>> start

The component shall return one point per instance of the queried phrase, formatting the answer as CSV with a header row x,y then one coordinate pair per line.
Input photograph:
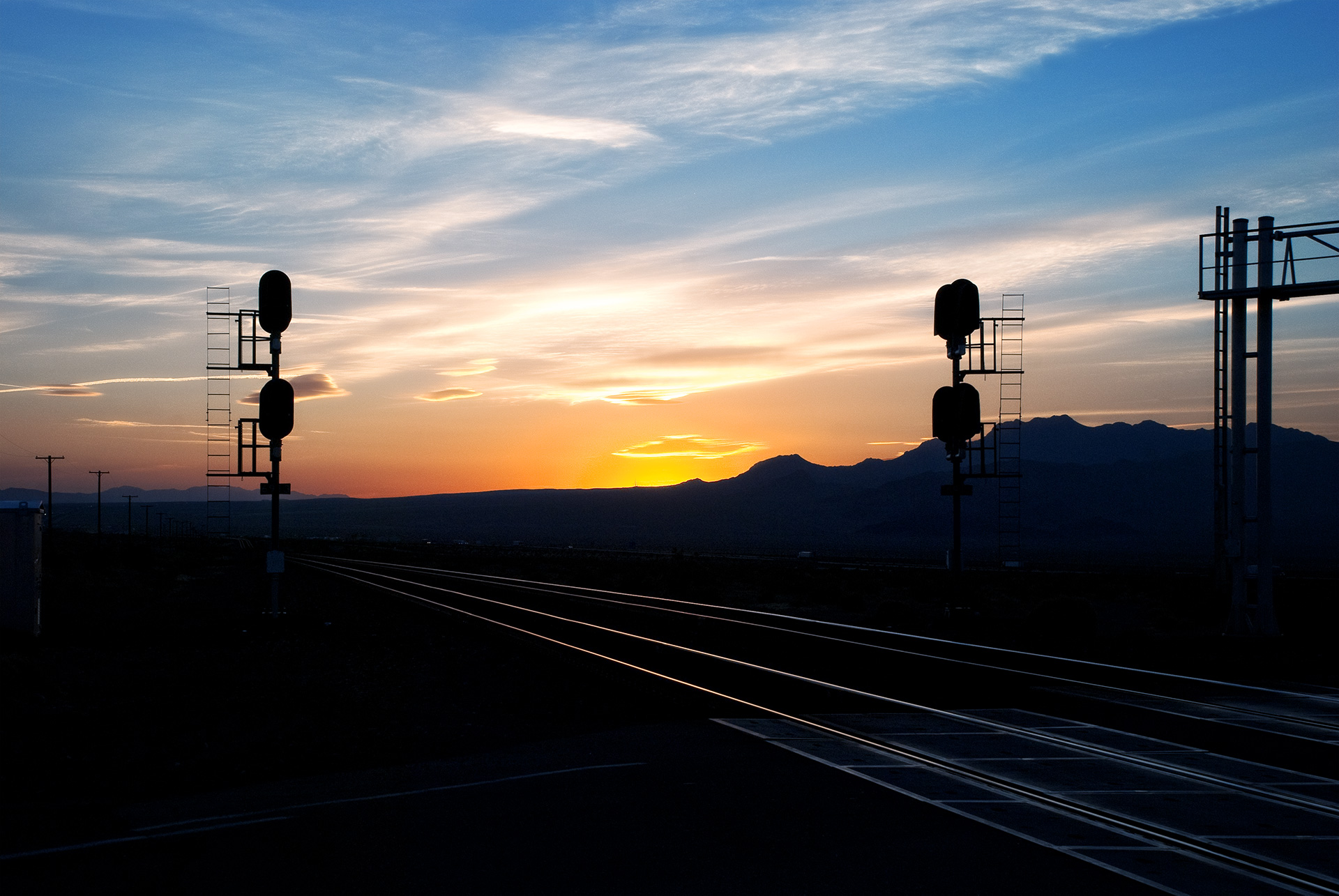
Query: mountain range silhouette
x,y
1113,493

>> end

### Written exercise:
Rewrite the listing above with "silhouette" substituted by "outline" and every other line left as it is. Omit the pictures from your output.

### Solution below:
The component shall return one point per instance of the queried phrase, formatting the answer as CSV with a header row x,y then one coordinate pair per line.
Input photograph:
Query: mountain range outline
x,y
1113,493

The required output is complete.